### Input material ###

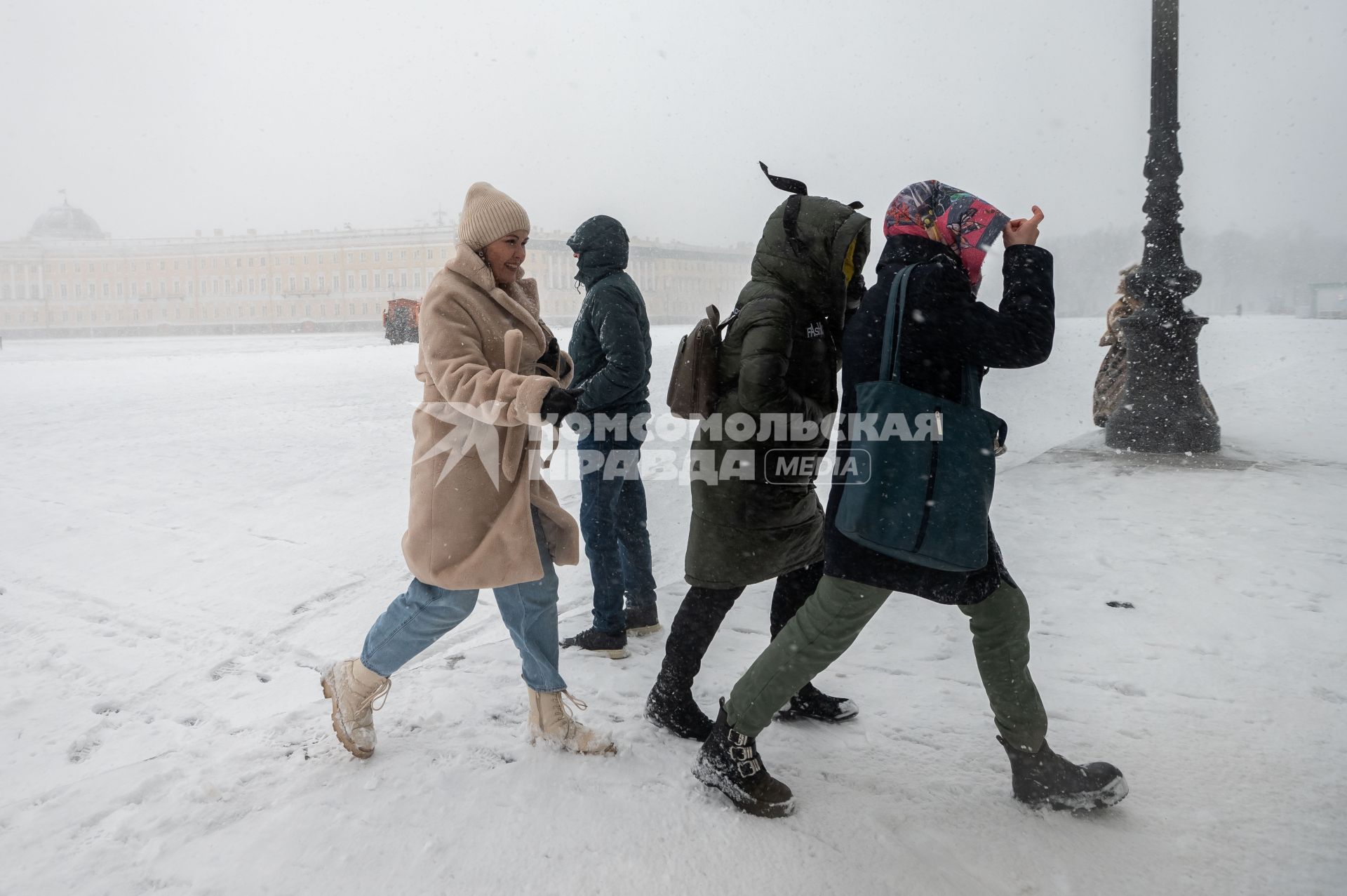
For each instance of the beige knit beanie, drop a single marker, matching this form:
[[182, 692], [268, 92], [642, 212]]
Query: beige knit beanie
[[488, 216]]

###
### Input material ###

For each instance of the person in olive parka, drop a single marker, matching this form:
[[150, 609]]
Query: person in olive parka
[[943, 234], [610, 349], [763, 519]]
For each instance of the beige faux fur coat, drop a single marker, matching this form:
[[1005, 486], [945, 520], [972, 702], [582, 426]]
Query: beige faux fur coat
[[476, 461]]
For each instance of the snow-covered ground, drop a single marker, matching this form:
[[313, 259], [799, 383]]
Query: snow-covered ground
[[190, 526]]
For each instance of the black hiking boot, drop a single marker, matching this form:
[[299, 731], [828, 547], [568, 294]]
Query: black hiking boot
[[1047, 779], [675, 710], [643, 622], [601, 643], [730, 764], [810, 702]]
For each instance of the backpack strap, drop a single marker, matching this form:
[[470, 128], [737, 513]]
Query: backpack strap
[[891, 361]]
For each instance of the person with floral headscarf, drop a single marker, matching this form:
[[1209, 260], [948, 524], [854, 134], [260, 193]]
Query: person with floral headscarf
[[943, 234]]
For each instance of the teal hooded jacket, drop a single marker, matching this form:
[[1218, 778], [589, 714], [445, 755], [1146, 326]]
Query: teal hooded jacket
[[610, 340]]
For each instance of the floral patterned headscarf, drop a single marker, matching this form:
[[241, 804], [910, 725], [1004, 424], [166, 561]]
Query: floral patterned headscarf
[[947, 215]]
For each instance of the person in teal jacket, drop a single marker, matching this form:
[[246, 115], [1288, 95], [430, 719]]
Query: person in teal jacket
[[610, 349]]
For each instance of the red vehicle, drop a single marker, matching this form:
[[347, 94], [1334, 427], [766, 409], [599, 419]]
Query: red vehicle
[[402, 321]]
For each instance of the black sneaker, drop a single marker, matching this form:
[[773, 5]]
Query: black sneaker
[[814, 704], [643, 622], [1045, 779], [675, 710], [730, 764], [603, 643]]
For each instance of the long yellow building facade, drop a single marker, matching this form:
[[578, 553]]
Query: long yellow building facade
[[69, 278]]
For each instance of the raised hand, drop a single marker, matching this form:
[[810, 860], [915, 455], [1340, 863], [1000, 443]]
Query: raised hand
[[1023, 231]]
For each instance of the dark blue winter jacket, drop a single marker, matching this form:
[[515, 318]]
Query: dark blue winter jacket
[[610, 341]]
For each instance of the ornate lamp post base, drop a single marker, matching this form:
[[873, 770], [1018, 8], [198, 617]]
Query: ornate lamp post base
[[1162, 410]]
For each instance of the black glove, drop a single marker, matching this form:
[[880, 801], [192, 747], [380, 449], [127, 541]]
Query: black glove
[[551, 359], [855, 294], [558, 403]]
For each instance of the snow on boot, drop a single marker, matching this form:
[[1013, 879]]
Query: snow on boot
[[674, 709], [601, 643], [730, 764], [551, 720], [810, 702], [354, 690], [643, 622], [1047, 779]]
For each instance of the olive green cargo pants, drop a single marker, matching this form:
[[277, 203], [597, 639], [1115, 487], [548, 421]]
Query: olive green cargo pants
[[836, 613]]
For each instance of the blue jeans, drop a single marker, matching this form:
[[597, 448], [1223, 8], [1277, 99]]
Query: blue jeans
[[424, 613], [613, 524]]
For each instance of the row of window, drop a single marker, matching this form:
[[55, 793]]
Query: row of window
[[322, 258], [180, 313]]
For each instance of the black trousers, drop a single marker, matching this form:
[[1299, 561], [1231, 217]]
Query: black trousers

###

Task goal
Return each line of the material above that holds the string "trousers".

Solved exercise
For each instance of the black trousers, drop a single marker, matching this form:
Query: black trousers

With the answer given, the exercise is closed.